§ **WORK ITEM**
Could you count the lines in the listing that include the word "face"? Give only the number.

§ **EXTRACTED MATERIAL**
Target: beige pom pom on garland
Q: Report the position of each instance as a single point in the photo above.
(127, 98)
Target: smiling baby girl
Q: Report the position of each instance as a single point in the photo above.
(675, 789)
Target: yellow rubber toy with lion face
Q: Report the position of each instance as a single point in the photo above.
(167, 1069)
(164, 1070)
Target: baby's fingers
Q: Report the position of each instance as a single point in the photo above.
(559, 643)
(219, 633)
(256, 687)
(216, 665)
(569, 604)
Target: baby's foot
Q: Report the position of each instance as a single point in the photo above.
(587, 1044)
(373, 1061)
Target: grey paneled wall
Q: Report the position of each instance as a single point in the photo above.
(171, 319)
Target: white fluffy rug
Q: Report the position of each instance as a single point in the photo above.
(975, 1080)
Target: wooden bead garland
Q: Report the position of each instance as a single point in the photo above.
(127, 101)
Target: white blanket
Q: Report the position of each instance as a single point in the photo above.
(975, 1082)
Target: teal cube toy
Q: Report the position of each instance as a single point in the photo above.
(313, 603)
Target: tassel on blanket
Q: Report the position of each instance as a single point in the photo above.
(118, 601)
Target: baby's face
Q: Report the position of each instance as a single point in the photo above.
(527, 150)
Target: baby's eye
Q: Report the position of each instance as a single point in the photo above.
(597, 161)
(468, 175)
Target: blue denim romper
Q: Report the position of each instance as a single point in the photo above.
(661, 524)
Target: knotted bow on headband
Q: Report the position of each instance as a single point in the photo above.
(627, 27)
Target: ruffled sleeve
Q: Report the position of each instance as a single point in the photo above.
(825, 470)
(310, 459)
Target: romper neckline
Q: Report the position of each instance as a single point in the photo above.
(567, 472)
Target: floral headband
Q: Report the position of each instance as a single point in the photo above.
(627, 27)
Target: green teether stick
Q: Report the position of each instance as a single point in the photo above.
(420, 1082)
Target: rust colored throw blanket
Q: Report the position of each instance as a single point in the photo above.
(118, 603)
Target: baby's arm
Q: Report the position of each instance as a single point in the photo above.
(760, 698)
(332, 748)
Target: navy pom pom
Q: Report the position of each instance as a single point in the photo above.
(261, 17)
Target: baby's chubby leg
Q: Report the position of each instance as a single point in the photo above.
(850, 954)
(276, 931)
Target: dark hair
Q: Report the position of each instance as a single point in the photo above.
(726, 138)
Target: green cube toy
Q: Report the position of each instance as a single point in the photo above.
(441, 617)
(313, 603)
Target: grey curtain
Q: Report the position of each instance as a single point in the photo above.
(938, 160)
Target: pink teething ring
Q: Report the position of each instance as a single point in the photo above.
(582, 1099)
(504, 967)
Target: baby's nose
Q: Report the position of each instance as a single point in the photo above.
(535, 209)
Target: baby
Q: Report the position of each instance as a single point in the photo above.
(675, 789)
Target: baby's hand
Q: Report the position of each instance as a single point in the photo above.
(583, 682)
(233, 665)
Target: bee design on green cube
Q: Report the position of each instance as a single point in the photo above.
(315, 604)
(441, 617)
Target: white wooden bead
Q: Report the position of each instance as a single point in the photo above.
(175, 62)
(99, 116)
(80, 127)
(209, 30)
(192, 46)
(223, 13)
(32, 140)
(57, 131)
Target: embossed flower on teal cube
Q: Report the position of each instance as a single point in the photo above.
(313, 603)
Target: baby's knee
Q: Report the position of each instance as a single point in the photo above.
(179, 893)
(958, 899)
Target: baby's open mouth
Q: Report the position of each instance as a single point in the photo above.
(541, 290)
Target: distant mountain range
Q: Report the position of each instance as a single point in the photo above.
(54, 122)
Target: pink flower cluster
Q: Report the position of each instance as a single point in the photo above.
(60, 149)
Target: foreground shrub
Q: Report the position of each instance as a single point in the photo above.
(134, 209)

§ **TASK ANSWER**
2